[Source data]

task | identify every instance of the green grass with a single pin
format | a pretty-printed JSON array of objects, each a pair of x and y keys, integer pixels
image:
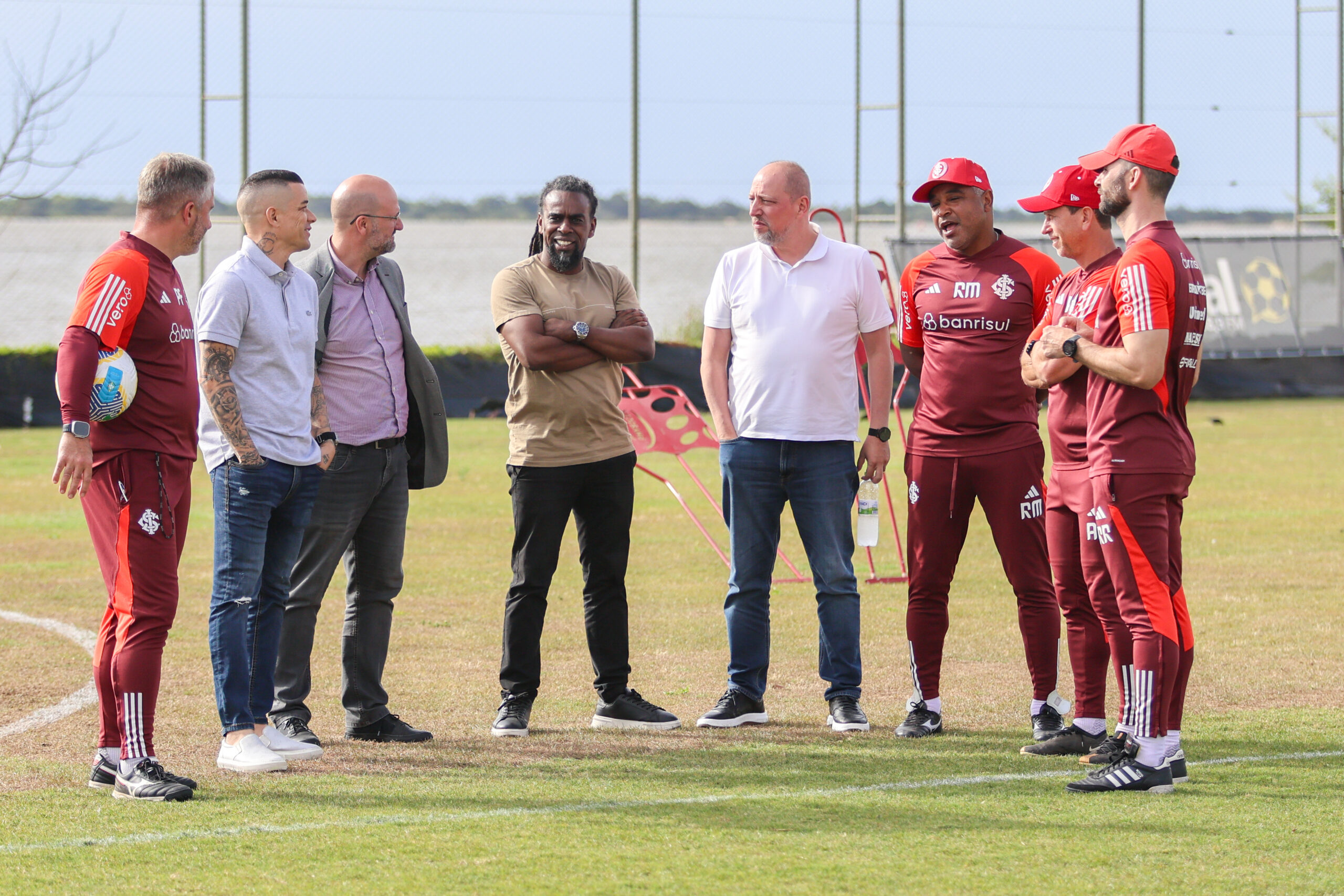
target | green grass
[{"x": 783, "y": 809}]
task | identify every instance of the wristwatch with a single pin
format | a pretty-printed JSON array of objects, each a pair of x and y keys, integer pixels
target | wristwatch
[{"x": 1070, "y": 349}]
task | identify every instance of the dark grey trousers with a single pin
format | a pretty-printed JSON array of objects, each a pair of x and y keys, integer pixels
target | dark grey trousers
[{"x": 361, "y": 516}]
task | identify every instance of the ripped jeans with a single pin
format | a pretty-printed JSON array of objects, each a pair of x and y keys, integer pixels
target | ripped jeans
[{"x": 260, "y": 520}]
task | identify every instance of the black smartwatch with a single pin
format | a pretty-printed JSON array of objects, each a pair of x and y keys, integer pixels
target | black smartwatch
[{"x": 1070, "y": 349}]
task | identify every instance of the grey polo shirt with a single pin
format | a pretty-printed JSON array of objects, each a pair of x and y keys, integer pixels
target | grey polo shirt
[{"x": 270, "y": 316}]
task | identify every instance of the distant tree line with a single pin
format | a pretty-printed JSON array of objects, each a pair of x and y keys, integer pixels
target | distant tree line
[{"x": 616, "y": 206}]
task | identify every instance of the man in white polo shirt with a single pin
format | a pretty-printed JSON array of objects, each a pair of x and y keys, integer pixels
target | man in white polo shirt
[{"x": 790, "y": 311}]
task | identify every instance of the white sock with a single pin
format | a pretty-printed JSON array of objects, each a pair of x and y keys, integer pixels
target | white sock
[
  {"x": 1152, "y": 751},
  {"x": 1092, "y": 726}
]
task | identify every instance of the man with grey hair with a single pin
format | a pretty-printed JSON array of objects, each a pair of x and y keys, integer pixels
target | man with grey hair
[
  {"x": 790, "y": 311},
  {"x": 387, "y": 412},
  {"x": 133, "y": 471},
  {"x": 257, "y": 332}
]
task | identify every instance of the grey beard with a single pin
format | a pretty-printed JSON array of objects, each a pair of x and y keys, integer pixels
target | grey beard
[{"x": 563, "y": 262}]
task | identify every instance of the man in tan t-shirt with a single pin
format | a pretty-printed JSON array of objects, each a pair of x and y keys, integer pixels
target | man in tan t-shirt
[{"x": 566, "y": 325}]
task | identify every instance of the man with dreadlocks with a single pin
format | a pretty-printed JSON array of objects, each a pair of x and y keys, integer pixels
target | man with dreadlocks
[{"x": 566, "y": 325}]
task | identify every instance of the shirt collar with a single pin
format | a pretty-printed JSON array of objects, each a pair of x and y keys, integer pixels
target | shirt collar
[
  {"x": 350, "y": 277},
  {"x": 819, "y": 249},
  {"x": 264, "y": 263}
]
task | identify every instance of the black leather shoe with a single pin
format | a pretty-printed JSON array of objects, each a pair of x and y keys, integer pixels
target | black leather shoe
[
  {"x": 390, "y": 729},
  {"x": 846, "y": 715},
  {"x": 1046, "y": 724},
  {"x": 733, "y": 710},
  {"x": 296, "y": 729}
]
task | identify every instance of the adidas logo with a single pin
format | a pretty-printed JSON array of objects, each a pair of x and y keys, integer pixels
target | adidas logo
[{"x": 1033, "y": 505}]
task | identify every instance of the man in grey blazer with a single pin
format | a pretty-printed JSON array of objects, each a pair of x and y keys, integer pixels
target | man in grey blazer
[{"x": 387, "y": 412}]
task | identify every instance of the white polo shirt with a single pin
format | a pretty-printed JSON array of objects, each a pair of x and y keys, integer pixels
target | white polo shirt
[{"x": 792, "y": 373}]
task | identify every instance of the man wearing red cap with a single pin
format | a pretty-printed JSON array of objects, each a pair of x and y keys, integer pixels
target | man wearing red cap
[
  {"x": 1078, "y": 231},
  {"x": 1144, "y": 358},
  {"x": 967, "y": 311}
]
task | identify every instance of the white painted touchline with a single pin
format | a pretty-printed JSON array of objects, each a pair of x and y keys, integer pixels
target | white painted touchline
[
  {"x": 440, "y": 818},
  {"x": 71, "y": 704}
]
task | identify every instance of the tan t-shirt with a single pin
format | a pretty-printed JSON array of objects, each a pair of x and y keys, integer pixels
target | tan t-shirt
[{"x": 558, "y": 419}]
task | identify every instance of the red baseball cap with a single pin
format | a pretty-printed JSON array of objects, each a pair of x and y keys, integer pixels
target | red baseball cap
[
  {"x": 953, "y": 171},
  {"x": 1147, "y": 145},
  {"x": 1070, "y": 186}
]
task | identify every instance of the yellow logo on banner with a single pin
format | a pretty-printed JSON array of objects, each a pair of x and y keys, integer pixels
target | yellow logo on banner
[{"x": 1265, "y": 291}]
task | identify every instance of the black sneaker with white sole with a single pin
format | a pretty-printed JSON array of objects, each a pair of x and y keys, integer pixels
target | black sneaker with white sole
[
  {"x": 296, "y": 729},
  {"x": 921, "y": 722},
  {"x": 1180, "y": 774},
  {"x": 1113, "y": 749},
  {"x": 1046, "y": 724},
  {"x": 846, "y": 715},
  {"x": 1070, "y": 742},
  {"x": 514, "y": 714},
  {"x": 733, "y": 710},
  {"x": 632, "y": 711},
  {"x": 151, "y": 782},
  {"x": 1127, "y": 774},
  {"x": 104, "y": 775}
]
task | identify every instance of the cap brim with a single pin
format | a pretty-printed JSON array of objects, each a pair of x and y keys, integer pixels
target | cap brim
[
  {"x": 1038, "y": 205},
  {"x": 1097, "y": 160}
]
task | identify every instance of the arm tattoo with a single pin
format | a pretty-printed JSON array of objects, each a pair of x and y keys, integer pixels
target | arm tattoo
[
  {"x": 222, "y": 397},
  {"x": 319, "y": 410}
]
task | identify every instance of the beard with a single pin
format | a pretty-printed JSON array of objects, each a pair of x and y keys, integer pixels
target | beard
[
  {"x": 563, "y": 261},
  {"x": 1115, "y": 201}
]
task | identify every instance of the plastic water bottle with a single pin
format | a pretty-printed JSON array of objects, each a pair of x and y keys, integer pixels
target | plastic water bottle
[{"x": 867, "y": 513}]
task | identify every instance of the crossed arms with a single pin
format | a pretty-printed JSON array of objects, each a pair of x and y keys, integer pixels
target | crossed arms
[
  {"x": 553, "y": 345},
  {"x": 217, "y": 359}
]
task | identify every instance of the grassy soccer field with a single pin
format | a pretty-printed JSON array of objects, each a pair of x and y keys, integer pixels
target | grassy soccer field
[{"x": 788, "y": 808}]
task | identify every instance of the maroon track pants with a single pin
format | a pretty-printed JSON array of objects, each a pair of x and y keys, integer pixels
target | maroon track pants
[
  {"x": 1086, "y": 598},
  {"x": 1138, "y": 520},
  {"x": 138, "y": 508},
  {"x": 942, "y": 493}
]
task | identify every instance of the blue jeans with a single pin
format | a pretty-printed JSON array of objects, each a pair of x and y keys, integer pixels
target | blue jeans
[
  {"x": 819, "y": 480},
  {"x": 260, "y": 520}
]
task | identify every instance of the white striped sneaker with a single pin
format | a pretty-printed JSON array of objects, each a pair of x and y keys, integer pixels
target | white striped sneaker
[
  {"x": 287, "y": 746},
  {"x": 249, "y": 754}
]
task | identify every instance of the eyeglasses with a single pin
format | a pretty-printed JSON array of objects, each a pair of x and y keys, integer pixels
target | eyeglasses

[Exercise objective] A faithful copy of all the data above, without its pictures, is the expected result.

[Task response]
task | identify every instance of the green grass with a single pin
format | a pretty-printed JSON array of objects, each a pair of x and y keys, integer pixels
image:
target | green grass
[{"x": 783, "y": 809}]
task | identify every instance of the wristwatch with a single pin
format | a pretty-printed JSON array of objects, each a pair of x and y keys, integer pixels
target | wristwatch
[{"x": 1070, "y": 349}]
task | identify every instance of the dark grey trousers with a single pin
format | a pretty-printed JSON array of objects, each a pair of x and y keys, integer pixels
target | dark grey trousers
[{"x": 361, "y": 516}]
task | identify every instance of the ripped jeans with a single pin
format | a pretty-printed JSON array of objects, each a pair of x and y keys, integer pixels
target | ripped jeans
[{"x": 260, "y": 520}]
task | identify every instance of the black smartwatch with a single pin
format | a pretty-printed JSON array of objects, each a pair of x and y keys, integer pixels
target | black smartwatch
[{"x": 1070, "y": 349}]
task | identify every instance of the grey polo shirt with a single pin
format | a pretty-printed JSON array of objects, each a pair of x and y keys, integer pixels
target | grey polo shirt
[{"x": 270, "y": 316}]
task | identify every instance of the distant tree line with a single pin
format | a pretty-printed JSON array of objects, each a pair of x and y keys, integer pixels
target | distant tree line
[{"x": 616, "y": 206}]
task | identify every instance of the man in white polo shirt with a single pin
format | a pretty-printed JSON array of objects, each a pair of x and y keys, integer pixels
target | man in white polo shirt
[{"x": 790, "y": 311}]
task | identify every instance of the white sock with a single pin
format | a pretty-printed JSON array of objects, each a pair of x and y keys, integer pixels
target | white sock
[
  {"x": 1152, "y": 751},
  {"x": 1092, "y": 726}
]
task | identify every instance of the man with grey hair with a single pin
format | a pretty-printed JSON array of objects, each a pair of x and y keys, integer pixels
target | man with grey hair
[
  {"x": 790, "y": 311},
  {"x": 387, "y": 412},
  {"x": 133, "y": 471},
  {"x": 257, "y": 332}
]
task | identify every instance of the grey beard with a single pin
format | a pretty-printed JSON array of objects, each a pair of x and y keys, integer pixels
target | grey beard
[{"x": 563, "y": 262}]
task | identify every instance of the man in tan t-shirt with a single pin
format | a pretty-printed JSON array of objects, each a pair of x and y keys, integer pixels
target | man in tan t-shirt
[{"x": 566, "y": 325}]
task | identify every instance of the man with dreadlocks with a single pin
format | a pretty-printed JSON array of objects, each a pair of x and y keys, integer pixels
target | man with dreadlocks
[{"x": 566, "y": 325}]
task | identify every instance of the shirt collar with a single pin
format | a pretty-printed JSON array of objects, each a pair of x and y keys, integer pixels
target | shirt collar
[
  {"x": 350, "y": 277},
  {"x": 819, "y": 249},
  {"x": 264, "y": 263}
]
task | identify every instance of the black leather shoe with a single pin
format | a pretty-printed JSON array of objects, each a pair of x and y keys, integer pixels
target | black leather shoe
[
  {"x": 390, "y": 729},
  {"x": 846, "y": 715},
  {"x": 1046, "y": 724},
  {"x": 733, "y": 710},
  {"x": 296, "y": 729}
]
task | identify every instance of the adidas logo with a single pin
format | a pretty-printed JSON array of objects, each a pair of x and y keys, integer pixels
target | adidas logo
[{"x": 1033, "y": 505}]
task | identify every instance of the man in grey blazer with a single pin
format | a pretty-printed JSON array of objects, each a pair of x and y keys, integer pixels
target | man in grey blazer
[{"x": 387, "y": 412}]
task | identify every instance of the white polo shirt with a single pin
format | a pretty-printed JSON array of objects, each a pair of x and y keys, integer pixels
target | white polo shirt
[{"x": 792, "y": 373}]
task | identify every instance of the man wearing red cap with a single pin
format | a pretty-printed JSON array of objects, each a pair of x and y keys, integer pixels
target | man wearing red cap
[
  {"x": 1078, "y": 231},
  {"x": 1144, "y": 358},
  {"x": 967, "y": 311}
]
task | identify every instance of the white painted touchline with a single pin
format | a pretty-printed JSON array of objects, each a pair of x and y keys, integer pixels
target | white painted touchline
[
  {"x": 440, "y": 818},
  {"x": 71, "y": 704}
]
task | identify every instance of the tan t-shirt with a single pin
format | a pretty-printed JSON array of objects, each a pair of x and y keys, integer pixels
target | tan t-shirt
[{"x": 558, "y": 419}]
task | identify every instance of the red baseball cap with a single pin
format | a pretty-printed JSON array of objects, each a pair of x and y keys, integer pixels
target | red baseball cap
[
  {"x": 953, "y": 171},
  {"x": 1147, "y": 145},
  {"x": 1070, "y": 186}
]
task | identify every instance of the yellow logo on banner with a single pin
format | a pretty-printed JSON array of objects, each a pair of x and y keys, integer pixels
target | yellow logo on banner
[{"x": 1265, "y": 291}]
task | identify every instance of the black sneaker with white sole with a single pin
format | a pretty-printed JSON array of objects, each a pair of x and y keys, integer pixels
target | black sneaker with white sole
[
  {"x": 296, "y": 729},
  {"x": 921, "y": 722},
  {"x": 1180, "y": 774},
  {"x": 1113, "y": 749},
  {"x": 1046, "y": 724},
  {"x": 846, "y": 715},
  {"x": 1070, "y": 742},
  {"x": 514, "y": 714},
  {"x": 733, "y": 710},
  {"x": 632, "y": 711},
  {"x": 151, "y": 782},
  {"x": 1127, "y": 774},
  {"x": 104, "y": 775}
]
task | identify every instance of the cap brim with a single pin
format | a pretty-printed JSON array of objects, each a pair of x and y keys, integer pixels
target | cap brim
[
  {"x": 1038, "y": 205},
  {"x": 1097, "y": 160}
]
task | identify every instance of the arm tattoo with a single pin
format | a pretty-printed JSON array of objects, each a pair of x and y keys, integer pixels
target | arm tattoo
[
  {"x": 222, "y": 397},
  {"x": 319, "y": 410}
]
task | identify every instance of the beard with a single pin
format | a pretty-printed JSON array of objects, each a pair of x and y keys, integer pixels
target | beard
[
  {"x": 563, "y": 261},
  {"x": 1115, "y": 201}
]
task | identify every instance of the plastic water bottle with a single pin
format | a pretty-printed JSON array of objects, each a pair of x and y keys, integer pixels
target | plastic water bottle
[{"x": 867, "y": 513}]
task | identify every instance of the crossed arms with a single pin
format | a pretty-printed JSON array of objects, each a pair of x and y keys, integer pixels
target | crossed arms
[
  {"x": 553, "y": 345},
  {"x": 217, "y": 359}
]
task | identify every instance of the grassy soccer field with a single pin
format | a pretty-printed JSON array of objects, each a pair of x and y keys, integer pixels
target | grassy soccer field
[{"x": 788, "y": 808}]
task | identify every instance of the maroon track pants with a single pin
format | a pretty-printed JSON array of objects, each a pair of x and y keys, integer pixels
target | maroon track pants
[
  {"x": 1086, "y": 598},
  {"x": 1138, "y": 520},
  {"x": 138, "y": 508},
  {"x": 942, "y": 493}
]
task | identify every instance of the blue jeans with a single pin
format | a pretty-printed JSON array of objects, each a pair of x and y keys, integer pixels
target | blue jeans
[
  {"x": 819, "y": 480},
  {"x": 260, "y": 520}
]
task | identify every instance of the white striped sneaker with a single pin
format | a pretty-printed JSON array of objects, each a pair of x and y keys, integer pixels
target | white striped sneaker
[
  {"x": 287, "y": 746},
  {"x": 249, "y": 754}
]
task | identify every instance of the eyeglasses with a single pin
format | a pretty-printed JSON array of objects, each a pair of x and y keys, integer pixels
target | eyeglasses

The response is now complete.